EXCERPT TO READ →
☆ ☆ ☆

The text was updated successfully, but these errors were encountered:

gaikwadrahul8 · 2024-04-22T13:19:04Z

Hi, @kzay

Thank you for reporting this issue. I attempted to reproduce it using the following code snippet on my Mac M1 system and did not encounter the Argument tensors passed to stack must be a Tensor[] or TensorLike[] error. Since you're using a Windows 11 system, it's possible the issue might be specific to that platform. Could you confirm if there are any relevant differences in your environment or perhaps guide me on further steps to replicate the same behavior on my end?

import * as tf from "@tensorflow/tfjs";

const model = tf.sequential();
model.add(
  tf.layers.lstm({
    units: 100,
    inputShape: [1, 8], // Flexible time steps, defined number of features
    returnSequences: true,
    kernelInitializer: "glorotUniform", // For the input kernel
    recurrentInitializer: "orthogonal", // Especially good for RNNs
    name: "lstm_1",
  })
);

// Stacked LSTM layer
model.add(
  tf.layers.lstm({
    units: 100,
    returnSequences: true, // Maintain sequence for next LSTM
    kernelInitializer: "glorotUniform", // For the input kernel
    recurrentInitializer: "orthogonal", // Especially good for RNNs
    name: "lstm_2",
  })
);

model.add(tf.layers.dropout({ rate: 0.3, name: "dropout_1" }));
model.add(
  tf.layers.bidirectional({
    layer: tf.layers.lstm({
      units: 100,
      returnSequences: false,
      kernelInitializer: "glorotUniform",
      recurrentInitializer: "orthogonal",
      name: "lstm_3",
    }),
    name: "bidirectional_lstm",
    mergeMode: "ave",
  })
);
model.add(tf.layers.dropout({ rate: 0.3, name: "dropout_2" }));

model.add(
  tf.layers.dense({
    units: 1,
    activation: "sigmoid",
    kernelInitializer: "glorotUniform",
    name: "dense_1",
  })
);
model.compile({
  optimizer: "adam",
  loss: "binaryCrossentropy",
  metrics: ["accuracy"],
});
console.log(model.summary())

Output of above code snippet :

(base) gaikwadrahul-macbookpro:test-8255 gaikwadrahul$ node index.js

============================
Hi, looks like you are running TensorFlow.js in Node.js. To speed things up dramatically, install our node backend, visit https://github.com/tensorflow/tfjs-node for more details. 
============================
Orthogonal initializer is being called on a matrix with more than 2000 (40000) elements: Slowness may result.
Orthogonal initializer is being called on a matrix with more than 2000 (40000) elements: Slowness may result.
Orthogonal initializer is being called on a matrix with more than 2000 (40000) elements: Slowness may result.
Orthogonal initializer is being called on a matrix with more than 2000 (40000) elements: Slowness may result.

☆ ☆ ☆

RECORD LIST →
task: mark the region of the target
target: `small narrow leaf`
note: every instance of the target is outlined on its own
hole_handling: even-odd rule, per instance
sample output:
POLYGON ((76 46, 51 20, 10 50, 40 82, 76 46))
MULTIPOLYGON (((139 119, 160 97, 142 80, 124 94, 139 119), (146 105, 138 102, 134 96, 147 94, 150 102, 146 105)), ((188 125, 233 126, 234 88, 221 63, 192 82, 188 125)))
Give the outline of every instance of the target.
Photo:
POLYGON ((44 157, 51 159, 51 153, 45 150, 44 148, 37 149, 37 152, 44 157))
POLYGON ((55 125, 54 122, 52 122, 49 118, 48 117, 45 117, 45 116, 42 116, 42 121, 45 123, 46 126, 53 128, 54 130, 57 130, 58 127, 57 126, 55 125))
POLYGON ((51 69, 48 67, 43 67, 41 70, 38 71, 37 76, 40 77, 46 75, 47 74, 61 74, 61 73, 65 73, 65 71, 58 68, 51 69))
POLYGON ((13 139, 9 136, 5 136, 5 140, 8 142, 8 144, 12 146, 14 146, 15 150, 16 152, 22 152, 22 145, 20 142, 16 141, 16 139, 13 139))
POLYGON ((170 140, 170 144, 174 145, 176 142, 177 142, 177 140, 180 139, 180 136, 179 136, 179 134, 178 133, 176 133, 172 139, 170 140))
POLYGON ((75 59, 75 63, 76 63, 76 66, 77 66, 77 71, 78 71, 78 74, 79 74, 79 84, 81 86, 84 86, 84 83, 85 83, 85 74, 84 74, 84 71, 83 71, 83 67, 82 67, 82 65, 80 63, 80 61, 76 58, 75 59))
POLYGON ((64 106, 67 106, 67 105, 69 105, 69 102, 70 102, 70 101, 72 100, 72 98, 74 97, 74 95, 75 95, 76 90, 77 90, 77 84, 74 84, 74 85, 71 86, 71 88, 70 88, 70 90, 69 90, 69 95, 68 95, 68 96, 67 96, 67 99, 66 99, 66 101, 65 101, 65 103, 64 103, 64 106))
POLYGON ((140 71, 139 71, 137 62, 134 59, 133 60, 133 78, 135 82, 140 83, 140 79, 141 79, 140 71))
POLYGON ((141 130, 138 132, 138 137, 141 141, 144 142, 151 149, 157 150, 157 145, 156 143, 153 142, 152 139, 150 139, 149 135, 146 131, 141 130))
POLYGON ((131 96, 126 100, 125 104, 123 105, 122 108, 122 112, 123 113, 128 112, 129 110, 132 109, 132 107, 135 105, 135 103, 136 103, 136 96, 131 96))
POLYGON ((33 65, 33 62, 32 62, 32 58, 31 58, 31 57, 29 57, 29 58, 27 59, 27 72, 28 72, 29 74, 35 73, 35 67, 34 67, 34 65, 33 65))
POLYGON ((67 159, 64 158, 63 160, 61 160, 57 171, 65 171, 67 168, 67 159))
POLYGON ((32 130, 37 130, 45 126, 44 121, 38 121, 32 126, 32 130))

☆ ☆ ☆

GOALS →
• a. List every value given to the name property in the code of the TensorFlow.js thread.
• b. Write the next part of the TensorFlow.js thread, starting after its final line.

EXPECTED RESPONSES →
• a.
lstm_1
lstm_2
dropout_1
lstm_3
bidirectional_lstm
dropout_2
dense_1

• b.
__________________________________________________________________________________________
Layer (type)                Input Shape               Output shape              Param #   
==========================================================================================
lstm_1 (LSTM)               [[null,1,8]]              [null,1,100]              43600     
__________________________________________________________________________________________
lstm_2 (LSTM)               [[null,1,100]]            [null,1,100]              80400     
__________________________________________________________________________________________
dropout_1 (Dropout)         [[null,1,100]]            [null,1,100]              0         
__________________________________________________________________________________________
bidirectional_lstm (Bidirec [[null,1,100]]            [null,100]                160800    
__________________________________________________________________________________________
dropout_2 (Dropout)         [[null,100]]              [null,100]                0         
__________________________________________________________________________________________
dense_1 (Dense)             [[null,100]]              [null,1]                  101       
==========================================================================================
Total params: 284901
Trainable params: 284901
Non-trainable params: 0
__________________________________________________________________________________________

Thank you for your cooperation and patience.

kzay · 2024-04-23T22:56:25Z

Thank @gaikwadrahul8 , the only major change done is fixing the lib folder of the NPM package as mentionned in an other ticket to fix an issue about the binding by copying the *.dll from napi v9 to v8

Error without the DLL :

Error: The specified module could not be found. ***\node_modules\@tensorflow\tfjs-node\lib\napi-v8\tfjs_binding.node

I also downgraded to Node 19 and dont need to make this fix anymore

kzay · 2024-04-27T15:28:45Z

Started from fresh and simple install.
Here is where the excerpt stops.